» **Série d'exercices**:
[1] Répondez aux questions suivantes à partir du texte sur l'exposition Balthus :
(a) Combien de tableaux la Fondation Beyeler présente-t-elle dans sa rétrospective ?
(b) Jusqu'à quand la rétrospective est-elle proposée ?
(c) Il y a combien d'années la dernière exposition consacrée au peintre en Suisse a-t-elle eu lieu ?
[2] Modifiez tout ce qui va de « BALTHUS ET LES » jusqu'à « filles en fleurs. » dans le texte sur l'exposition Balthus, en remplaçant « controverses » par « polémiques ».

» **Texte source**:
┄┄┄┄┄┄

BALTHUS ET LES JEUNES FILLES
La Fondation Beyeler rend hommage au peintre français d’origine polonaise, dont l’oeuvre est sujette à controverses à cause de ses représentations ambiguës de jeunes filles en fleurs.
L’artiste est plus célèbre pour les scandales que ses expositions provoquent que pour sa peinture. En quarante tableaux, la Fondation Beyeler propose jusqu’en janvier une rétrospective dense de cette oeuvre aussi rare que mal connue
Organiser une exposition Balthus s’apparente pour toute institution artistique à un exercice à haut risque. C’est que depuis la dernière exposition qui lui a été consacrée en Suisse, il y a dix ans, le contexte a évolué. La prédilection du peintre pour des sujets érotiques franchement dérangeants — de figures féminines très, très jeunes dans des poses provocantes — passe de plus en plus difficilement auprès d’un public désormais sensibilisé au problème de la sexualisation de l’enfance, et plus généralement aux enjeux politiques de la représentation des corps féminins par les hommes.

┄┄┄┄┄┄

» **Lignes**:
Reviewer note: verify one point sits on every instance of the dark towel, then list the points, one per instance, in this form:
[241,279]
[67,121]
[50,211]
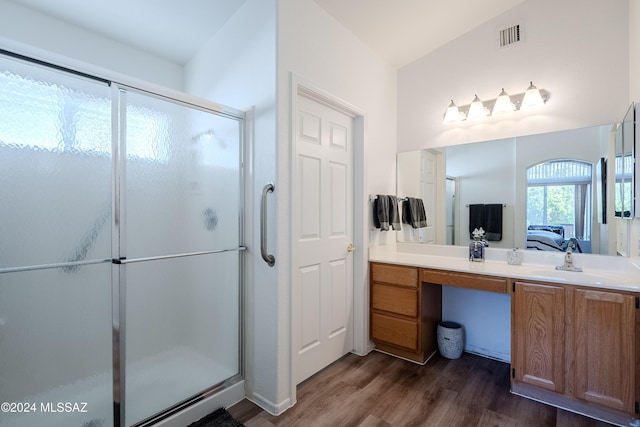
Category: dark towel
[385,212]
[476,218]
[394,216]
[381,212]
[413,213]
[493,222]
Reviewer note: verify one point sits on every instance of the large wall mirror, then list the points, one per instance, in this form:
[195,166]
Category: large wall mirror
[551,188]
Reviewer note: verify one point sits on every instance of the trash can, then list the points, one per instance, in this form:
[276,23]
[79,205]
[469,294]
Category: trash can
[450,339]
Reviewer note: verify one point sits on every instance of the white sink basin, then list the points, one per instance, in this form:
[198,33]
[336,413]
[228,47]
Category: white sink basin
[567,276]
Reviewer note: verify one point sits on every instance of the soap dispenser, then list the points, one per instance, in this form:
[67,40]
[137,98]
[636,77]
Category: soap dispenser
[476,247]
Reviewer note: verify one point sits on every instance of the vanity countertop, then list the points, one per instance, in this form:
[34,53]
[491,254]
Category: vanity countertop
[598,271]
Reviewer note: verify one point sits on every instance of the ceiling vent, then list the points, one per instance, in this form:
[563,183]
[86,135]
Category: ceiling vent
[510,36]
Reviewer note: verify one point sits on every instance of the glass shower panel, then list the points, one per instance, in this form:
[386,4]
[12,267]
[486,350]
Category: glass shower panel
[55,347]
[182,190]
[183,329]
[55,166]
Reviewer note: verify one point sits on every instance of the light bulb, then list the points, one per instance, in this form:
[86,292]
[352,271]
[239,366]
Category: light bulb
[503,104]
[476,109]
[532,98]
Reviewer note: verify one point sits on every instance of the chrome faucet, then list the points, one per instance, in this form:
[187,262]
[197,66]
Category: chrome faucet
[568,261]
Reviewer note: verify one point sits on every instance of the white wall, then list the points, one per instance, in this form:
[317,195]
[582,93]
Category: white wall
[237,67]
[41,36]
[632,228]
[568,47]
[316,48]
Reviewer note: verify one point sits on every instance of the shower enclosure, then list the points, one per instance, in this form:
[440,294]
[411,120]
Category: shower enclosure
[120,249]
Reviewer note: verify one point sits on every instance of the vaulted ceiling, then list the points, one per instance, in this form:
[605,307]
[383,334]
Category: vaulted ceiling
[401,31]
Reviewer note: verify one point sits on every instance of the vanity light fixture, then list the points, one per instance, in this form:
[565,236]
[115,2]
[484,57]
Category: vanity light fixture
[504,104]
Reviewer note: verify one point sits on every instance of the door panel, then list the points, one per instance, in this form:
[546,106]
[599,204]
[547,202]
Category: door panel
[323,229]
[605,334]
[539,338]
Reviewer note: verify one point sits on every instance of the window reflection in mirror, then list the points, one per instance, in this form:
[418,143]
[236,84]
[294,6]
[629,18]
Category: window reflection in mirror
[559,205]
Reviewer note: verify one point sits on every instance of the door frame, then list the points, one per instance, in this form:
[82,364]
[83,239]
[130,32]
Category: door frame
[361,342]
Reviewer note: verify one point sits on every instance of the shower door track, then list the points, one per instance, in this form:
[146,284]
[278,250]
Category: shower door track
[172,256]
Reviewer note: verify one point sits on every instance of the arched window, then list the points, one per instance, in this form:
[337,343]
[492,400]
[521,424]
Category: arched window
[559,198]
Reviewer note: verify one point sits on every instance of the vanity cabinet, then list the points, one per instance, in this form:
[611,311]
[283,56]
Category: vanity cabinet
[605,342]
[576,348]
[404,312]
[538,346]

┄┄┄┄┄┄

» **Réponses correctes**:
[1]
(a) Quarante tableaux.
(b) Jusqu'en janvier.
(c) Il y a dix ans.

[2]
BALTHUS ET LES JEUNES FILLES
La Fondation Beyeler rend hommage au peintre français d’origine polonaise, dont l’oeuvre est sujette à polémiques à cause de ses représentations ambiguës de jeunes filles en fleurs.